> WHAT IS ASKED
Find each line in the material below that contains the word "football", and copy those lines.

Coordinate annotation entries

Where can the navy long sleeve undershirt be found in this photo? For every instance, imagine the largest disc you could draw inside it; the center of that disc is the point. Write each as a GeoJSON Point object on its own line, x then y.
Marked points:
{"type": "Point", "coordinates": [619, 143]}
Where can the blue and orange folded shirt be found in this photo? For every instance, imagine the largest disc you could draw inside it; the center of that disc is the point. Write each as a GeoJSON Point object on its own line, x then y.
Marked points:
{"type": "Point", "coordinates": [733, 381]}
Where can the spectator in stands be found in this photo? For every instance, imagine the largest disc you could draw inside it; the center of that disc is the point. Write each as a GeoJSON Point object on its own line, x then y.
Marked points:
--
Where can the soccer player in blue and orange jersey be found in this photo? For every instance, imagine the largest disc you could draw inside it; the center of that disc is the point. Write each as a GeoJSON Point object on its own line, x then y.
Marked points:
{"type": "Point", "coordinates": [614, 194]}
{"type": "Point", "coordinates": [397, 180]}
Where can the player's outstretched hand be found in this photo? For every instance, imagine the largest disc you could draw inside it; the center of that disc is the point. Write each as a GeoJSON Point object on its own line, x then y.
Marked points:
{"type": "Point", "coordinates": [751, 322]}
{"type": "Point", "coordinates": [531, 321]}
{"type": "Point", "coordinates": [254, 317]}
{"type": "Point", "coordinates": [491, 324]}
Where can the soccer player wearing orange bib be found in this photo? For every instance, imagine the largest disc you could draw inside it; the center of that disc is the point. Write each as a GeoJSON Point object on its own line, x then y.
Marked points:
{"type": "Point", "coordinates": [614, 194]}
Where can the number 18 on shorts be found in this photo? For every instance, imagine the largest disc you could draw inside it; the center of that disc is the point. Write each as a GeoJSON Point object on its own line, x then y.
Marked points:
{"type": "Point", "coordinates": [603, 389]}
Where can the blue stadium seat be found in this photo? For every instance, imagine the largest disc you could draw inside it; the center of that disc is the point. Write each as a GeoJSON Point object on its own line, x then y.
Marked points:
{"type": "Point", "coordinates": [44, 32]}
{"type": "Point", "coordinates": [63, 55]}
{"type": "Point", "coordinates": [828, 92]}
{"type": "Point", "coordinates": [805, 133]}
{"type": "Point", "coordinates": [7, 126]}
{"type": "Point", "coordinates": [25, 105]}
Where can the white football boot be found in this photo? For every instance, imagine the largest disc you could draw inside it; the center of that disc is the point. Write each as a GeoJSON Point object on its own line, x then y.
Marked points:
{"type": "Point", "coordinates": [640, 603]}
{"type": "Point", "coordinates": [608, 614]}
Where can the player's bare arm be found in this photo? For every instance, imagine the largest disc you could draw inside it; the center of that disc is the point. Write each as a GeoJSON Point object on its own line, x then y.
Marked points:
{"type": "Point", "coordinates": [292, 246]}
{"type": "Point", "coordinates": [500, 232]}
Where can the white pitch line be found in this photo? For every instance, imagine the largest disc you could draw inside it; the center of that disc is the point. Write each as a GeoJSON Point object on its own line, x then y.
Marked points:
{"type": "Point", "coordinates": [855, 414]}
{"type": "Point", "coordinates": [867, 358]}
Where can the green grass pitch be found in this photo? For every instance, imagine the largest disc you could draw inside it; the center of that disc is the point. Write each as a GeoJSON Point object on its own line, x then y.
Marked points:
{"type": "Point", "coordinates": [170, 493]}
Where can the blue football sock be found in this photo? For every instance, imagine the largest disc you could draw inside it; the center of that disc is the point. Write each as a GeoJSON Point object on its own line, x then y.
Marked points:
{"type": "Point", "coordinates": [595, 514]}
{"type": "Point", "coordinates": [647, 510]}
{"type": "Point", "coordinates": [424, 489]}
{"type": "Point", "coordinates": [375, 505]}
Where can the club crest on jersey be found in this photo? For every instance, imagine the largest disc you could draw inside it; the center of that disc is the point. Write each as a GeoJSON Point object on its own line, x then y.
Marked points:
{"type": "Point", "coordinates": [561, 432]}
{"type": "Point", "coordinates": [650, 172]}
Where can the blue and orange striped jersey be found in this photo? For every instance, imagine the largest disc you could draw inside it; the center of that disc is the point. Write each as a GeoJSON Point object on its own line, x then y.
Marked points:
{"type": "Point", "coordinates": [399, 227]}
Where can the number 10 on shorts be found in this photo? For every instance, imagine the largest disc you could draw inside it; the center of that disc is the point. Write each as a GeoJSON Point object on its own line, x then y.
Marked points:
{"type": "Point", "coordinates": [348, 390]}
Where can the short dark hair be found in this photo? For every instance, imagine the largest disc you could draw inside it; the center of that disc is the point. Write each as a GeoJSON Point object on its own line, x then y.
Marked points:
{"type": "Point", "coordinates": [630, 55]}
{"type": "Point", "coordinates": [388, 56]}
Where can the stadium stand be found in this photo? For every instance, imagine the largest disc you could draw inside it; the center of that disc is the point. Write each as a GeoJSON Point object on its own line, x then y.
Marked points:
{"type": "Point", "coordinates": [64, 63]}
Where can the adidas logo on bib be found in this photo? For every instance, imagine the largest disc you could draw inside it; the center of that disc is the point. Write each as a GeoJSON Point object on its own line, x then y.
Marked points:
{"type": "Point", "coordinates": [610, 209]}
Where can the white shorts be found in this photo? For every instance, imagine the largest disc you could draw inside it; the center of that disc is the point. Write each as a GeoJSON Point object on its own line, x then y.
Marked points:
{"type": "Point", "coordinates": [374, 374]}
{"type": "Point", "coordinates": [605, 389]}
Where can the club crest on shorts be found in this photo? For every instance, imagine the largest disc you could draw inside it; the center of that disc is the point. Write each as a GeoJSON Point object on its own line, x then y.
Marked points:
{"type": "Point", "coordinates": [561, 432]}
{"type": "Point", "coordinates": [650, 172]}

> WORKED SOLUTION
Where can the white football boot be found in this photo? For every instance, imagine the largest disc you could draw inside it; the center of that disc is the point. Write each as a GeoJSON Point object on its own line, x then y.
Where can the blue football sock be found in this photo? For every instance, imagine the largest disc you could draw inside it; the center of that disc is the point. Write each as a GeoJSON Point object on its own line, x then y.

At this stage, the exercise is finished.